+++ PASSAGE TO READ

The main attraction of Waterfall Gully is the waterfall, First Falls. It is at the south-eastern end of the road, in land owned by Cleland National Park. The weir at the bottom of the Waterfall was constructed in the late 19th century and was part of Adelaide's early water supply. Development in the area has continued since the construction of a restaurant in 1912. Developments over recent decades have included improving access to the site, upgrading the bridges, and the addition of new signage.

The Waterfall Gully Restaurant was constructed between 1911 and 1912 by South Australian architects Albert Selmar Conrad and his brother Frank, and was formally opened by Sir Day Bosanquet on 9 November 1912. Built in the style of a Swiss chalet, the building has been heritage listed since 1987, and is reputedly haunted by the ghost of a firefighter who died from burns suffered in 1926.

Other fire tracks and walking trails wind around the hills that surround Waterfall Gully, branching off from Chambers Gully, Woolshed Gully or the area around First Creek. Destinations include Crafers, Eagle On The Hill, Mount Lofty, Mount Osmond and the Cleland Wildlife Park, located in the Cleland National Park. The tracks have been rebuilt and resurfaced in the past ten years, and older and more perilous routes sealed because of the difficult terrain. Many offer views of the city of Adelaide as well as the Gully itself. One of these connects to the 1200 km Heysen Trail.

++++++
+++ GIVEN ENTRIES

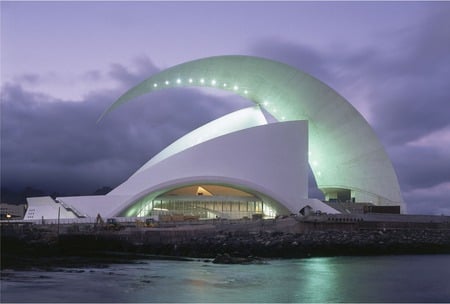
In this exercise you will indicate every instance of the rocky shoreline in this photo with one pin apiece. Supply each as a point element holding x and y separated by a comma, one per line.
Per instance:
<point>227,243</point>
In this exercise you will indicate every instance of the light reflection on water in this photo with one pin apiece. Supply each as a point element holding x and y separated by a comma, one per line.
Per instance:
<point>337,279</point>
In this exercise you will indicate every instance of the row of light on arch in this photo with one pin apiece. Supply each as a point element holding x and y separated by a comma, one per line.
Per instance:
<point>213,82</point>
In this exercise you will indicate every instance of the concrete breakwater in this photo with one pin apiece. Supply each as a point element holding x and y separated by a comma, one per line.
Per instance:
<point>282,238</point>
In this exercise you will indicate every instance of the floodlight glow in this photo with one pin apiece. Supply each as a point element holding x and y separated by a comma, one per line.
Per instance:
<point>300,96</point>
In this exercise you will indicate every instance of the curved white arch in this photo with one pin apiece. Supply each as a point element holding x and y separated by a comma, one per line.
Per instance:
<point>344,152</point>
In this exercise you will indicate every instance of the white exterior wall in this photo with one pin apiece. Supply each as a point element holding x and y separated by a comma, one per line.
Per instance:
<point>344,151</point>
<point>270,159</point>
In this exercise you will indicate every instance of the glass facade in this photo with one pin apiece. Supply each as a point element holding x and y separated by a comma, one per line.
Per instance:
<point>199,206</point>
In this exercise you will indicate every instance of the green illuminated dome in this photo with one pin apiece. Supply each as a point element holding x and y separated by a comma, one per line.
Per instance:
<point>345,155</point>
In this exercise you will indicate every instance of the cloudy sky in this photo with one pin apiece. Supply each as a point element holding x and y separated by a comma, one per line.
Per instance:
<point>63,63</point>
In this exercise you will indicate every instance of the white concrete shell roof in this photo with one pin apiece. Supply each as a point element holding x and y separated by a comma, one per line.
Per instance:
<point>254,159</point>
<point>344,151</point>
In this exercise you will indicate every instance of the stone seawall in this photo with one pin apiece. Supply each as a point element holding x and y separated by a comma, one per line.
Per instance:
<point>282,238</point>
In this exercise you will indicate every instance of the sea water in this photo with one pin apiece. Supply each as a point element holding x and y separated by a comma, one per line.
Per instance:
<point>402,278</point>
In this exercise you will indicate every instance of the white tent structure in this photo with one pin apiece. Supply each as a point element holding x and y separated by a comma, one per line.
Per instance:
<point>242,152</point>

++++++
+++ GIVEN ENTRIES

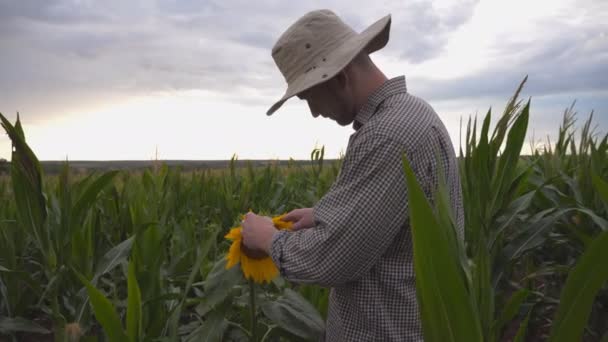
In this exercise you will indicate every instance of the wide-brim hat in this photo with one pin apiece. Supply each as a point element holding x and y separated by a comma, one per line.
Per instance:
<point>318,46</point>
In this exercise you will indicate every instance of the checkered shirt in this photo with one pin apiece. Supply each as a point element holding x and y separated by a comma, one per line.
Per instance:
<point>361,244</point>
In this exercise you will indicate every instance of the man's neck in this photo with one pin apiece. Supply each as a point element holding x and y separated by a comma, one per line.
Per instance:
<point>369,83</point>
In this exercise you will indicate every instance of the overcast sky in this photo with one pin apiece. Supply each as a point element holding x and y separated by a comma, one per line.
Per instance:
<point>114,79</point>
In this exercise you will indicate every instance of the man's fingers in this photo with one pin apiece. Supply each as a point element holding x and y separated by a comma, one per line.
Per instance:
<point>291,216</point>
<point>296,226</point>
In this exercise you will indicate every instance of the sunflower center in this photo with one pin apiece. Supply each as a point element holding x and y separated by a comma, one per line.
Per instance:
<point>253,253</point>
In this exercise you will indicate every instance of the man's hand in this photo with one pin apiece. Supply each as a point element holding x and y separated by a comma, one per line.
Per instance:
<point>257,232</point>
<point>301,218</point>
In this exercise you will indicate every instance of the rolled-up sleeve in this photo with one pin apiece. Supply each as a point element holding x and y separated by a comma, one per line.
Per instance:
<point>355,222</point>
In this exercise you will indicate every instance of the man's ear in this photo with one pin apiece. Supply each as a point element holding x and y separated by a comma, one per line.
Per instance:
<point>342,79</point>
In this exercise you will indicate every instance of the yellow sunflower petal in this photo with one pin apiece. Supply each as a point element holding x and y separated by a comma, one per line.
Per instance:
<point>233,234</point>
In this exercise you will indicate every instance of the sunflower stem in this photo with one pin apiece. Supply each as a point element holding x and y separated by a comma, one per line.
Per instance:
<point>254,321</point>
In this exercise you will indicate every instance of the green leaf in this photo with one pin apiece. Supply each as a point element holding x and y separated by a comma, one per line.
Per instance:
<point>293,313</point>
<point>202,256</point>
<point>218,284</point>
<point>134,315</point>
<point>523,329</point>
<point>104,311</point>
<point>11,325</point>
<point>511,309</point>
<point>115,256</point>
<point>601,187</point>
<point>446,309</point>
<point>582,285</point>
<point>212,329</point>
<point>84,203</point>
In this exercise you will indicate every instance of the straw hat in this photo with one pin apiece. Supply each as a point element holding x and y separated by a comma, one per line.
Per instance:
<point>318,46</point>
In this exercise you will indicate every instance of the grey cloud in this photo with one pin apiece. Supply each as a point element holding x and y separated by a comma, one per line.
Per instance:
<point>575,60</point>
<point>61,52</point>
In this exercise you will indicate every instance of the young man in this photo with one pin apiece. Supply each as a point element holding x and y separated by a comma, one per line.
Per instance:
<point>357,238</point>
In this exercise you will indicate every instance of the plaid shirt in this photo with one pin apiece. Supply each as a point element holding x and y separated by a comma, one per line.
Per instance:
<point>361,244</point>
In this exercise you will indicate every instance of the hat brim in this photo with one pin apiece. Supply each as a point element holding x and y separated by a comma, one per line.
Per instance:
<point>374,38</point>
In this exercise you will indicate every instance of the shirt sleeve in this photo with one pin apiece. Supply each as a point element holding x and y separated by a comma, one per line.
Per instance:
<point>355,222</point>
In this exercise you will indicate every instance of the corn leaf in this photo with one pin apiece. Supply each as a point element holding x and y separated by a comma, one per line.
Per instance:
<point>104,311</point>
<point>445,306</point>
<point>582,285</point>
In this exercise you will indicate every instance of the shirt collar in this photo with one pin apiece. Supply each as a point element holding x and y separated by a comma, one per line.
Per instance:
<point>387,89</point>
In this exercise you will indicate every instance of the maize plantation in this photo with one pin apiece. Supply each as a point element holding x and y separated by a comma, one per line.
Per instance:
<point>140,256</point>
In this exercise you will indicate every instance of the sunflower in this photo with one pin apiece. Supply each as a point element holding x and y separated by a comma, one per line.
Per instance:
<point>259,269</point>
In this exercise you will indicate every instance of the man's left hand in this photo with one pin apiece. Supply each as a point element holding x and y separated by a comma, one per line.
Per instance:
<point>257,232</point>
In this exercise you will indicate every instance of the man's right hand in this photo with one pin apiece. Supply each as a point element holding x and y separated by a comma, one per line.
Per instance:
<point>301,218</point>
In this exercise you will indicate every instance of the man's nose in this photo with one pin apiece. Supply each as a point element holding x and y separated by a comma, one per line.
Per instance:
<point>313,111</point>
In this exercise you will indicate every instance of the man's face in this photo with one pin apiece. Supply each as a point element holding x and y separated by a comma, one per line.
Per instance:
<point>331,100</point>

++++++
+++ GIVEN ENTRIES

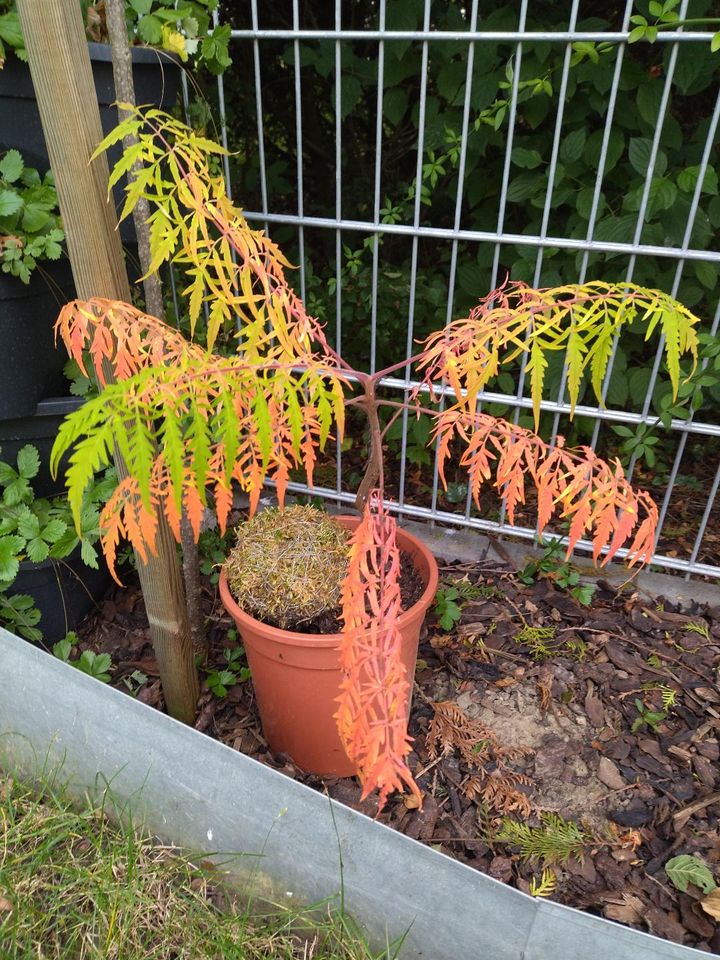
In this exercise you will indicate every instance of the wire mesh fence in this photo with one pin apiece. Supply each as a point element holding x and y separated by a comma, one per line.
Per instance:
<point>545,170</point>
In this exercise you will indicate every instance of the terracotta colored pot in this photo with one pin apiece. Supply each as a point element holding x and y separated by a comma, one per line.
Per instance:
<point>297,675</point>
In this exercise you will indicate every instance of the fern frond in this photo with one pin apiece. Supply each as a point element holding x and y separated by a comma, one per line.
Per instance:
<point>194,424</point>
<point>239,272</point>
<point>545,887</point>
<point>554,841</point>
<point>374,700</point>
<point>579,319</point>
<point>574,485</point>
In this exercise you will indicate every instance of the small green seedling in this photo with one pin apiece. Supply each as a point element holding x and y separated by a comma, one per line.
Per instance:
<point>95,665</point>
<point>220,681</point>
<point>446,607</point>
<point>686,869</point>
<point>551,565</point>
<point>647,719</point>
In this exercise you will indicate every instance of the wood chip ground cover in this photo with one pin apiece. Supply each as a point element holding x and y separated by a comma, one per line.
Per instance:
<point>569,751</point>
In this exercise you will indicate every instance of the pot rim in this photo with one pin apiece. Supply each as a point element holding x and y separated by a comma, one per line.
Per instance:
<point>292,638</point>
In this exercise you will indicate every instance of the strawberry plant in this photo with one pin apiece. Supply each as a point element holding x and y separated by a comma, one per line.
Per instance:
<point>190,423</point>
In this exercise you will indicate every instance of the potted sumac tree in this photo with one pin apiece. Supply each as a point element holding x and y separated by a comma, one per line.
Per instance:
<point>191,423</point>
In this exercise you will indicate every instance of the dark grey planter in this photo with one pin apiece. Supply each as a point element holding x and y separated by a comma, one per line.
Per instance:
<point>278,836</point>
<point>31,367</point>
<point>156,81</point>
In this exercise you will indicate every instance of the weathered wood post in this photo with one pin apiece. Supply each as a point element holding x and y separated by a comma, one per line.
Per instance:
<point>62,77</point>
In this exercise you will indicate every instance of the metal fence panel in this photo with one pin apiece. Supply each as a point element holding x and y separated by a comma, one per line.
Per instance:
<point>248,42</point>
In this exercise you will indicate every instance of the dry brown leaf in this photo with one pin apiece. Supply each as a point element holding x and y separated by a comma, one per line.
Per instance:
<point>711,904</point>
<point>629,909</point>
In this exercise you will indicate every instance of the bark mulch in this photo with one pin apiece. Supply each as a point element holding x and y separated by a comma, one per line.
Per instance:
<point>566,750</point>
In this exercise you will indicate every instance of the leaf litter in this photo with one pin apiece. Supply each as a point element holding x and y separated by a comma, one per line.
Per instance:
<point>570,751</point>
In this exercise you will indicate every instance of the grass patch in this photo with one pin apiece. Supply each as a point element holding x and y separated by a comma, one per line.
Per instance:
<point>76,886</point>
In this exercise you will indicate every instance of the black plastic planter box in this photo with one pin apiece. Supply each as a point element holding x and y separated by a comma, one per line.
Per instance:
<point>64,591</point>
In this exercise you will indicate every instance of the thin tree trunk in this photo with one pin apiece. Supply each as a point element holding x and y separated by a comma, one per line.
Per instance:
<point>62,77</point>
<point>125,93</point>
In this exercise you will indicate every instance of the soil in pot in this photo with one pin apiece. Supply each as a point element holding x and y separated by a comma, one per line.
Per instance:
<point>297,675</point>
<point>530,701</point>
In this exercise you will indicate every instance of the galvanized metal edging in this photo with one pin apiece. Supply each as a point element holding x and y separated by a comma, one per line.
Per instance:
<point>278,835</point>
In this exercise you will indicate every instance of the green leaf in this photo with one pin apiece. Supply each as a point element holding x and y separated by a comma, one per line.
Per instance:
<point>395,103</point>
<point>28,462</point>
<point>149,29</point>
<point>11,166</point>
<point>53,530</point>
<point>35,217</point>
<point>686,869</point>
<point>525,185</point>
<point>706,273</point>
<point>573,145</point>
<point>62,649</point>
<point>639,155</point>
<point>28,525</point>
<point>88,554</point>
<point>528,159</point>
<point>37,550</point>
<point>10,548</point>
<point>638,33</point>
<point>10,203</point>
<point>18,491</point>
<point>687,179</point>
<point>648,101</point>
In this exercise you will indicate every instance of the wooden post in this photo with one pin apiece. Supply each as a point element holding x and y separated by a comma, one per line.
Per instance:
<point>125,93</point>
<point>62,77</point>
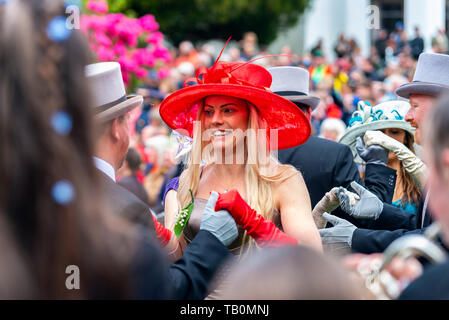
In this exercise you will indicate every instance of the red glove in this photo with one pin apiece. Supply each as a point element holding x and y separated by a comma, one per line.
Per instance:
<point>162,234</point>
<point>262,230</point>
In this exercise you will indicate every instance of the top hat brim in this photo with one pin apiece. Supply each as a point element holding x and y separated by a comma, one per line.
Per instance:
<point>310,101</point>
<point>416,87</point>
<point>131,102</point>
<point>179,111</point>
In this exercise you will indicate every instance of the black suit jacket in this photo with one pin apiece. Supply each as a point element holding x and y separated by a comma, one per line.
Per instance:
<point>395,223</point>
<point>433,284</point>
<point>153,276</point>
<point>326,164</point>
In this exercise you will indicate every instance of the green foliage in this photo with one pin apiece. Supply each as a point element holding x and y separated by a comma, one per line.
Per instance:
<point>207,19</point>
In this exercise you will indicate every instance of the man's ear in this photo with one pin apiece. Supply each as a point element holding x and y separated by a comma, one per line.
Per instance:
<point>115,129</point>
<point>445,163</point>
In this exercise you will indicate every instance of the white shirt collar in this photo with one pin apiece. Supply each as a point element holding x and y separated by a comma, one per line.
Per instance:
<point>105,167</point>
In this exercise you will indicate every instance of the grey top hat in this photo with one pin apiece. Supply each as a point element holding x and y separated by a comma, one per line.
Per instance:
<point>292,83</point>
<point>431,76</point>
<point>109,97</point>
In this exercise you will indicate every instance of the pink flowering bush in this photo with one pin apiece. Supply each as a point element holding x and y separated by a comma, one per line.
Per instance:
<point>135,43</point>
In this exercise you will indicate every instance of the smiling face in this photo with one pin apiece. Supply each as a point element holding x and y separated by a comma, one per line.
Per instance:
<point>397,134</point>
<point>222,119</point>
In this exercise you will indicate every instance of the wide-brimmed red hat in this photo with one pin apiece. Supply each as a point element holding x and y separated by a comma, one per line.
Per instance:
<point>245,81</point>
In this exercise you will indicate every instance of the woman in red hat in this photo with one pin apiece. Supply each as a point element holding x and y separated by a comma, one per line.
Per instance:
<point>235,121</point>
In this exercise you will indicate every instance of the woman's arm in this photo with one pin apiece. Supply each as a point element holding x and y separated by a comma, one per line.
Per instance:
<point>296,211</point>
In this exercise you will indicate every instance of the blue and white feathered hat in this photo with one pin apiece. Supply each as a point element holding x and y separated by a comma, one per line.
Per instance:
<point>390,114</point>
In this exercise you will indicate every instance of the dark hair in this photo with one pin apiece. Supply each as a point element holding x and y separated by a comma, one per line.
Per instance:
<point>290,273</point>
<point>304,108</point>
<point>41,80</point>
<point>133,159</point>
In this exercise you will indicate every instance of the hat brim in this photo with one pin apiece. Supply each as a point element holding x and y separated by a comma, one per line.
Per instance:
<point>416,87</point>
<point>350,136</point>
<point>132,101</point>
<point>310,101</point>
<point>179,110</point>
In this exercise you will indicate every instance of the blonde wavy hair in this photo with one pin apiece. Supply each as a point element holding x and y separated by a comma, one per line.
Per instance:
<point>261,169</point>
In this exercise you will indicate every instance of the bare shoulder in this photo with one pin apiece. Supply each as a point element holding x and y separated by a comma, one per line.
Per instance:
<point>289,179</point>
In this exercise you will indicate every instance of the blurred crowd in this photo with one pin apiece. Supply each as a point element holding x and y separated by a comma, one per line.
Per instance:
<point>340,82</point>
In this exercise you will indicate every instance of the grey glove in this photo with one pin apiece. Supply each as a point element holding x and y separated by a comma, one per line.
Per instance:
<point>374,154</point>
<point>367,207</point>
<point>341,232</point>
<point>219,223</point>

++++++

GOAL OF THE EXERCISE: Continue the passage about Waterfall Gully, starting right after its final sentence. The items are a separate set of material with no connection to the passage about Waterfall Gully.

WRITTEN REPLY:
==Politics==

2006 state election
|  | Liberal | 58.7% |
|  | Labor | 25.7% |
|  | Greens | 8.2% |
|  | Democrats | 4.1% |
|  | Family First | 3.3% |

2007 federal election
|  | Liberal | 61.9% |
|  | Labor | 29.2% |
|  | Greens | 6.4% |
|  | Family First | 1.6% |
|  | Democrats | 0.8% |

Waterfall Gully is part of the state electoral district of Bragg, which has been held since 2002 by Liberal MP Vickie Chapman. In federal politics, the suburb is part of the division of Sturt. The results shown are from the closest polling station to Waterfall Gully—which is located outside of the suburb—at St David's Church Hall on nearby Glynburn Road (Burnside). Both electorates have traditionally gone to the Liberal Party, and Bragg in particular is regarded as a very safe Liberal seat. However, in the 2007 federal election, a strong swing towards the Labor Party and their candidate, Mia Handshin, resulted in the electorate transforming from a "safe [federal] Liberal seat into a marginal one".

In local government, Waterfall Gully is part of the ward of Beaumont within the City of Burnside, and the current Mayor for the district is David Parkin. Beaumont is currently represented by councilors Mark Osterstock and Anne Monceaux.